◆ Task to carry out
Please copy out the material below with "innermost" swapped for "most central" everywhere it appears, changing nothing else.

◆ Task input
* Begin *

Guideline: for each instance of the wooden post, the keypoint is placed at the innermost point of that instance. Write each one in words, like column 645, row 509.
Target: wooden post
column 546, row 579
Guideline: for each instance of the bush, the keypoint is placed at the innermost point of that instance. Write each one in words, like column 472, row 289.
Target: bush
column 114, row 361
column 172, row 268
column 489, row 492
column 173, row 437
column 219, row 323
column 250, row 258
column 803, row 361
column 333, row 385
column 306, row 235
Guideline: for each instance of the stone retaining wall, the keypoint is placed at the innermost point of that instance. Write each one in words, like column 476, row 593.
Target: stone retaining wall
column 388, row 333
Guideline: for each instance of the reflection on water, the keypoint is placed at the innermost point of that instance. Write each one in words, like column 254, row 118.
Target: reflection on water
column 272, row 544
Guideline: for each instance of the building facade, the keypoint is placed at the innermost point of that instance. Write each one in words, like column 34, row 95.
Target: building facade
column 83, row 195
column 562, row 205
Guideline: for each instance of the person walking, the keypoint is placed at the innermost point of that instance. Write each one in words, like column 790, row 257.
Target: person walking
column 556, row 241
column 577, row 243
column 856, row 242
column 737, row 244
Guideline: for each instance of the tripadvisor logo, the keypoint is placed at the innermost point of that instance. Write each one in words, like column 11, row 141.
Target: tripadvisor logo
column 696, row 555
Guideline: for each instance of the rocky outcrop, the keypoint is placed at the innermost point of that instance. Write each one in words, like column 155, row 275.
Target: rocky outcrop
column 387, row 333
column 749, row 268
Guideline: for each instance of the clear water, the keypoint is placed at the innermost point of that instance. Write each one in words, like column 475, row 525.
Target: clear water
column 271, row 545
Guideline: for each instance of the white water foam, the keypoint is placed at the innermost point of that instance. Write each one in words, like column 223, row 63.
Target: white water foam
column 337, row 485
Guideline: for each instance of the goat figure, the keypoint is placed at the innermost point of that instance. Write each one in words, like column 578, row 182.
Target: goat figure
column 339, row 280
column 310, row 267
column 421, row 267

* End *

◆ Full answer
Guideline: for each instance of the wooden post, the keypoint is placed at the most central point of that instance. Write each one in words, like column 645, row 509.
Target: wooden post
column 546, row 579
Guideline: for each instance of the bush, the keypoint is placed at the most central point of that instance. Write each one in words, like column 472, row 289.
Target: bush
column 114, row 361
column 172, row 268
column 489, row 492
column 173, row 437
column 219, row 323
column 250, row 258
column 803, row 361
column 333, row 385
column 306, row 235
Guideline: for each instance of the stone retaining wall, the keypoint is placed at the most central point of that instance. Write each one in words, like column 476, row 593.
Target: stone retaining wall
column 388, row 333
Guideline: for each instance of the reflection on water, the keypoint is placed at the most central point of that instance. Write each one in words, like column 254, row 118.
Target: reflection on water
column 272, row 544
Guideline: for each instance of the building facade, the keypoint is placed at the most central point of that instance. Write each one in words, like column 34, row 95.
Target: building facade
column 83, row 195
column 562, row 205
Guideline: for each instance of the person walking, the keypoint is placed at the most central point of that instance. Write each one in words, like column 790, row 257.
Target: person walking
column 556, row 241
column 577, row 243
column 856, row 242
column 737, row 244
Guideline: for each instance of the tripadvisor logo, the keypoint is placed at the most central point of that instance. Write each one in words, like column 11, row 141.
Target: tripadvisor logo
column 696, row 555
Guideline: for each instance of the rocky outcrop, the keypoint is placed at the most central point of that instance. Write each one in words, like column 155, row 275.
Target: rocky outcrop
column 387, row 333
column 749, row 268
Guideline: for each instance of the clear water, the keypoint is placed at the most central point of that instance. Write each one in words, like column 475, row 525.
Target: clear water
column 271, row 545
Guideline: for each instance of the white water foam, the keypoint is placed at the most central point of that instance. Write each one in words, like column 223, row 63.
Target: white water foam
column 337, row 485
Guideline: for each instance of the goat figure, the keypoint is placed at the most central point of that instance. Write each one in words, like column 578, row 182.
Target: goat figure
column 339, row 280
column 310, row 267
column 421, row 267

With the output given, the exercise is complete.